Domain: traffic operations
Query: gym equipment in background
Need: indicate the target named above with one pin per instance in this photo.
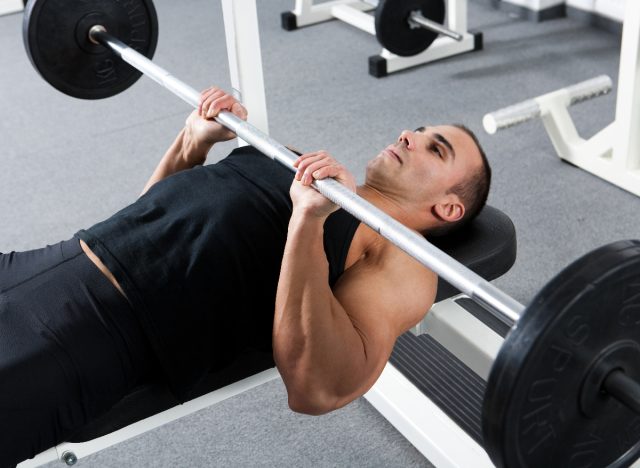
(408, 30)
(613, 153)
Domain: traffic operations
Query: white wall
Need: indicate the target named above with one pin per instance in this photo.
(613, 9)
(535, 5)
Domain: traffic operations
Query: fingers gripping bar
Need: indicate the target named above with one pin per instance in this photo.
(476, 287)
(532, 108)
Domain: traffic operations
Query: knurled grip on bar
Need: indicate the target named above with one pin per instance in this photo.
(530, 109)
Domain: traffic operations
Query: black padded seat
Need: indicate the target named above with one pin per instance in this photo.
(487, 246)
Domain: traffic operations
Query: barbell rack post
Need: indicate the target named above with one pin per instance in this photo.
(417, 19)
(503, 306)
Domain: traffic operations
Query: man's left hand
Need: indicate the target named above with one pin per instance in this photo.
(316, 166)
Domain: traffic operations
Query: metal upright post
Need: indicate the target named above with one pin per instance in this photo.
(627, 143)
(245, 58)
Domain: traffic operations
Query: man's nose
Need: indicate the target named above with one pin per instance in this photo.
(406, 138)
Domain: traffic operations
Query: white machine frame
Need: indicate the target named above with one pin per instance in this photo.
(613, 153)
(10, 6)
(355, 13)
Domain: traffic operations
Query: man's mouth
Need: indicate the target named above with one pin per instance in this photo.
(390, 151)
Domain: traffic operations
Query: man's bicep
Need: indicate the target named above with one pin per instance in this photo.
(382, 303)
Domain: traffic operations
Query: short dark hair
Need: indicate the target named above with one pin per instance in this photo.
(473, 190)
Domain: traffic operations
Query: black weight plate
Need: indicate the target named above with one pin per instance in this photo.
(394, 31)
(532, 415)
(55, 34)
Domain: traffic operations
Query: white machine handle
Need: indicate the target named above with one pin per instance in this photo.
(530, 109)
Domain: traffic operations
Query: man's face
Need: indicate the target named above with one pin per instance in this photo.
(424, 164)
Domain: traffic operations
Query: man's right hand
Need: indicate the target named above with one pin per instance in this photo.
(202, 131)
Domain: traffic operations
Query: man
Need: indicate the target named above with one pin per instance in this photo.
(214, 260)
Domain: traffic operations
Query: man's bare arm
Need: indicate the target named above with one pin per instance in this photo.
(195, 140)
(331, 345)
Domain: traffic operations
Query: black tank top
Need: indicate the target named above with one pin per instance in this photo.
(199, 258)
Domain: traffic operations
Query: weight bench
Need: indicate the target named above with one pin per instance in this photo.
(487, 246)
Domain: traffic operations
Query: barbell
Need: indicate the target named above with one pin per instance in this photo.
(407, 27)
(563, 390)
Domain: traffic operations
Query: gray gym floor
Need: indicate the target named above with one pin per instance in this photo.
(68, 164)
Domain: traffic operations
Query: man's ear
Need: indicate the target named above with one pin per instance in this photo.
(449, 210)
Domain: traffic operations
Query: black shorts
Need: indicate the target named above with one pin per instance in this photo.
(70, 348)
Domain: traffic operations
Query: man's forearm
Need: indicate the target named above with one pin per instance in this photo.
(183, 154)
(316, 346)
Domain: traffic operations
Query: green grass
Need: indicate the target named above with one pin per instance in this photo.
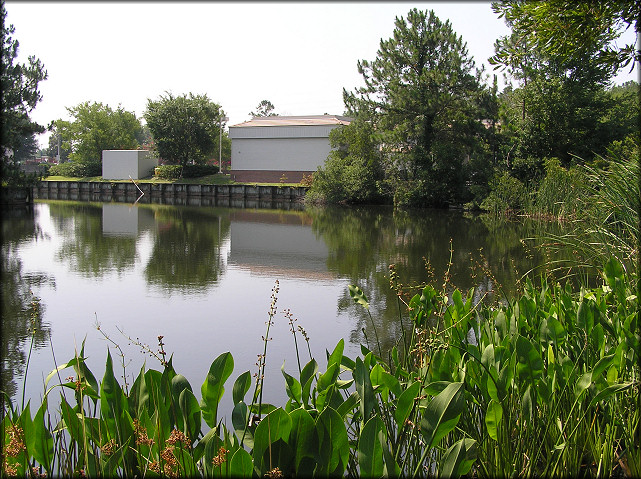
(204, 180)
######
Aim of the exercise
Take each line in the listing that has the word "machine" and copy it.

Answer section
Query: white machine frame
Query: white machine handle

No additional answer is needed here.